— Start of Task material —

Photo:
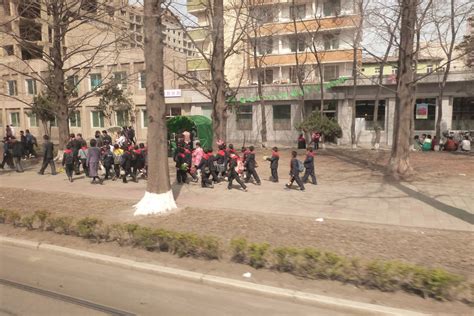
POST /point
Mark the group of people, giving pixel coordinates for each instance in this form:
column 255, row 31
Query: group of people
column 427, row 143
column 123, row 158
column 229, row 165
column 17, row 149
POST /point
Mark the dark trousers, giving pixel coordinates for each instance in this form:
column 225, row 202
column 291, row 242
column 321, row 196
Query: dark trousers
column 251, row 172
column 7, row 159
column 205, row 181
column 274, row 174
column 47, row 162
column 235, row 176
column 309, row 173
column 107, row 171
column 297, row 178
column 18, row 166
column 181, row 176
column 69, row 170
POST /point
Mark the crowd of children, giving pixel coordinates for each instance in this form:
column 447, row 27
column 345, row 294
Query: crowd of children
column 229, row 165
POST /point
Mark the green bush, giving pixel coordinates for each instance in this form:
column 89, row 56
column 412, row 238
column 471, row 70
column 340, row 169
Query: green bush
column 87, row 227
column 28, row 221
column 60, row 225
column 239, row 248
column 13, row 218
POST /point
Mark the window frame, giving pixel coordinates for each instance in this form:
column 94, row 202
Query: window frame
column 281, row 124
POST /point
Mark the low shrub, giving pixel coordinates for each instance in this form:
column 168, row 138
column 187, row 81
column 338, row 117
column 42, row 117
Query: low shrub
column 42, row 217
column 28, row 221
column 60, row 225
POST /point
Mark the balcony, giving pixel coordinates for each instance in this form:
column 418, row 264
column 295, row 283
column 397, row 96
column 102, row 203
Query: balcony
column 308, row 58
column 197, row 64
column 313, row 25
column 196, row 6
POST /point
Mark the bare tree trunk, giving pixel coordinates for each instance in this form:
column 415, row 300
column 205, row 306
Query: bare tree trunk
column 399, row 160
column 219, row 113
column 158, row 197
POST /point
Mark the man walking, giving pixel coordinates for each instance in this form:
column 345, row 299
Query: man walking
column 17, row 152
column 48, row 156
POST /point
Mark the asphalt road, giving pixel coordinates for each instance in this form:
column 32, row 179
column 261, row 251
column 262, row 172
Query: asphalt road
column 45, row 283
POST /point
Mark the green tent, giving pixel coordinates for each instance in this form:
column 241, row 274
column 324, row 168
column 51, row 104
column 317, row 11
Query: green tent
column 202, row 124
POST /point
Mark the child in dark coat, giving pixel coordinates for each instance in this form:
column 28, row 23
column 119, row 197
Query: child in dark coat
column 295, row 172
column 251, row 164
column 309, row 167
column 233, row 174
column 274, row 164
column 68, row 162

— End of Task material —
— Start of Task material —

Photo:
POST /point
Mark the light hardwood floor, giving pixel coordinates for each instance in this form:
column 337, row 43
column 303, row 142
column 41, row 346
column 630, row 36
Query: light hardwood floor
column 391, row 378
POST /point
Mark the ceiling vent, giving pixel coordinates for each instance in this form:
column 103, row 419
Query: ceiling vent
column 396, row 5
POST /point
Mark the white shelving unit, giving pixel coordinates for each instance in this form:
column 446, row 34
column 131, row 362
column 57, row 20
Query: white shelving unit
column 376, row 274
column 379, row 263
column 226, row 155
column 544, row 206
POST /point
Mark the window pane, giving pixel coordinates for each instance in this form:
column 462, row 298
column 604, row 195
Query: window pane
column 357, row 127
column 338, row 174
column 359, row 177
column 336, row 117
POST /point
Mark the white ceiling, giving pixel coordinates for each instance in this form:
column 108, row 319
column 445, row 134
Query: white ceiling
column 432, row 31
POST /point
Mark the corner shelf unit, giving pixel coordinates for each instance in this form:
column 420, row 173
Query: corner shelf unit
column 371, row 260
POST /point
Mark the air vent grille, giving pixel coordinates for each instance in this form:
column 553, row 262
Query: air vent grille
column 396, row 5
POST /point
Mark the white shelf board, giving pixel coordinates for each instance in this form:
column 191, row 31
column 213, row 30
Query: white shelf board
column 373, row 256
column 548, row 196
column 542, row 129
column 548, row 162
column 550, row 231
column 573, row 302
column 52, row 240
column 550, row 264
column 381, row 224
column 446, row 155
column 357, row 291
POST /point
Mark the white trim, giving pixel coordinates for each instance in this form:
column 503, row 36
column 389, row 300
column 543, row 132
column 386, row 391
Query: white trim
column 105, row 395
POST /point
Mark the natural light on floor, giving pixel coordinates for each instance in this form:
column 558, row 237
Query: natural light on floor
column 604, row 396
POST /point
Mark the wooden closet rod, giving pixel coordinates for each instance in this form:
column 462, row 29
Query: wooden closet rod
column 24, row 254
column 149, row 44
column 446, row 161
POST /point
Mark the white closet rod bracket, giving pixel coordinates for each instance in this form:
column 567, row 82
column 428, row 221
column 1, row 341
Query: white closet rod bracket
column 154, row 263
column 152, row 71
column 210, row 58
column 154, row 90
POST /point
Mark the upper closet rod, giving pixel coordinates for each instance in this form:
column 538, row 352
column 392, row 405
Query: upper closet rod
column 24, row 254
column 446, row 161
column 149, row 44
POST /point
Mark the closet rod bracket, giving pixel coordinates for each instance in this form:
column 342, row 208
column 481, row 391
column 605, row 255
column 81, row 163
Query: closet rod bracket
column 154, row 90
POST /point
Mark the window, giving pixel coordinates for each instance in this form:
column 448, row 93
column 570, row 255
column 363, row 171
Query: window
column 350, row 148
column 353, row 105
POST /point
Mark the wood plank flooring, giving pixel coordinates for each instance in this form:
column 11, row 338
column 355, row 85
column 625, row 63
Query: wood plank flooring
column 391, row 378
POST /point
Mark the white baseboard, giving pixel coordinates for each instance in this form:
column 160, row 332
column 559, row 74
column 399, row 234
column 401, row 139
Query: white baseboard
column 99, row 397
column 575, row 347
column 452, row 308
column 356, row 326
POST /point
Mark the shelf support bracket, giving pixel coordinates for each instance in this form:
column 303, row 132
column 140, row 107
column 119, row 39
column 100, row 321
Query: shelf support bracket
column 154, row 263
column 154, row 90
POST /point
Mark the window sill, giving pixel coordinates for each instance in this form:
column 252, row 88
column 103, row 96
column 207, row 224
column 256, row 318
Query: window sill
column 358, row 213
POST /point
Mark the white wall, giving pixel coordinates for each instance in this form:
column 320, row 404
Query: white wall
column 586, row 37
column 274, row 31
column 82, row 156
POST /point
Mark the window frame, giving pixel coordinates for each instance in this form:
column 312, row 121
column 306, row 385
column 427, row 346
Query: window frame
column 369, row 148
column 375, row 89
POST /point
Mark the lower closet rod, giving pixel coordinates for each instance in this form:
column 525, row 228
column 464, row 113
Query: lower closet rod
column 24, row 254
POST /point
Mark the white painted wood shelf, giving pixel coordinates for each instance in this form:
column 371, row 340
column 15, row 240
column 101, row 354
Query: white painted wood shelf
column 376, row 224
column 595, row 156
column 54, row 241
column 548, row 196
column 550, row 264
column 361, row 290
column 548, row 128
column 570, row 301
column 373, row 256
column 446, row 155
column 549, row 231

— End of Task material —

### Exercise details
Copy out every line in the entries above that contains the word "shrub".

### Written reply
Mark the low shrub, giving pixel coordinates for each instance in this form:
Query: low shrub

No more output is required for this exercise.